The best places to discover Russia’s national drink
Is any country more defined by its national beverage than Russia? Sure, the Czechs have Pilsner and the French their red wine, but in Russia, vodka isn’t just king – it’s Tsar of the country’s drinking scene. The name itself comes from the Russian word “voda,” or “water” – if that tells you anything about how life-sustaining the spirit is. Rumour has it that locals have been quaffing the stuff since roughly the 9th century – for a time, it was even considered medicinal.
These days, few would argue with the continuing predominance of vodka in Russia, and many still enjoy vodka tastings in the traditional way – gulped as ice-cold shots, with caviar-topped blini on the side. But vodka has also grown up: across St Petersburg many of the most in-demand cocktail bars are finding new ways to (literally) shake up the spirit of choice. From the stylish St Petersburg vodka bar scene to the dedicated Vodka Museum, this is our ultimate St Petersburg vodka tour.
Any good tour of St Petersburg vodka will kick off from the Russian Vodka Room No. 1 and the Vodka Museum. Take note: the name is something of a misnomer – this museum is far from extensive, but after browsing the small collection of artefacts, this will hardly matter. Sign up for a tour, and you’ll find yourself faced with a few snifters of the spirit, alongside a sampling of traditional Russian snacks. See if you can taste the differences amongst the distillations – or simply enjoy yourself before sopping it all up with some hearty, old school grub at the adjacent restaurant.
Post-tasting session, head straight to the source by seeking out some locally made St Petersburg vodka. Since 2006, Russian Standard’s expansive distillery has served as a sentinel perched on the edge of the city, and the shiny, even futuristic facilities churn out a staggering four million cases per year. The distillery famously claims to produce its vodka according to chemist Mendeleev’s standards (he championed a 40:60 ratio of vodka to water in order to make a well-balanced spirit), and uses wheat from the Russian steppes and water from the nearby, glacial Lake Ladoga when crafting its bottles. Play your cards right and you may just get a peek inside.

▸ **Dataset excerpts**

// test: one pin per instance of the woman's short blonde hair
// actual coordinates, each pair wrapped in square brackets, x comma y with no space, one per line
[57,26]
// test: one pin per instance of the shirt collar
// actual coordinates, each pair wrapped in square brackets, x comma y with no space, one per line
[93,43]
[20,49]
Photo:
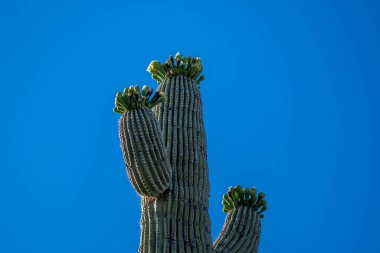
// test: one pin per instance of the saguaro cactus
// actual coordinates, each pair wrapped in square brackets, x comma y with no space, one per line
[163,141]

▸ **Required work**
1. Which person, company, and venues are named in the St Petersburg vodka article?
2. How would you sum up the St Petersburg vodka article in two sentences?
3. Resume the St Petersburg vodka article after its final sentence.

▸ **Outputs for the tasks**
1.
- Person: Mendeleev
- Company: Russian Standard
- Venues: Russian Vodka Room No. 1 and the Vodka Museum

2. Vodka dominates Russia's drinking scene, and while many still drink it as ice-cold shots with caviar-topped blini, St Petersburg cocktail bars are finding new ways to use it. A tour of the city's vodka can start with tastings at the Russian Vodka Room No. 1 and the Vodka Museum, then move on to Russian Standard's large distillery on the city's edge, which says it follows Mendeleev's standards and uses wheat from the Russian steppes and water from Lake Ladoga.

3.
Ordering your vodka neat can be the best way to taste the subtleties of each distillation. But then again, no vodka tour would be complete without stopping by a St Petersburg vodka bar, or few. Technically a café and club as well as a cocktail den, trendy Dom Byta fills its drinks menu with local, Russian ingredients. Start with a Berezki, which features vodka alongside aloe honey, cucumber, rosemary, birch syrup, and blueberry, or the Forrest Gump, which pairs vodka with sorrel, honey, and raspberry.
Favoured among the city’s young and stylish set, Mishka Bar is also (in)famous for its custom vodka shots. And the true cocktail purists should add Zing Bar to their list, as the bar specialises in classic cocktails – and reputedly refuses to serve Coca-Cola, Piña Coladas, B-52s, or drinks set on fire. We’d tuck into a Moscow Mule instead (even if this is St Petersburg).
In shots or craft cocktails, in special vodka tastings or straight from a (very chilled) bottle – it’s hard to do vodka wrong here. But there is the distinct possibility of enjoying yourself just a bit more than recommended. In which case, the city’s traditional Russian eateries will be just the ticket (there’s nothing quite as restorative as a steaming bowl of borscht). Try the kitschy Podvorye, which, while themed like a wintry Russian cabin, offers warmly satisfying fare. Not to mention a list of 16 traditional infused vodkas, from gently rosehip and juniper to caraway and horseradish…for the hardy among us.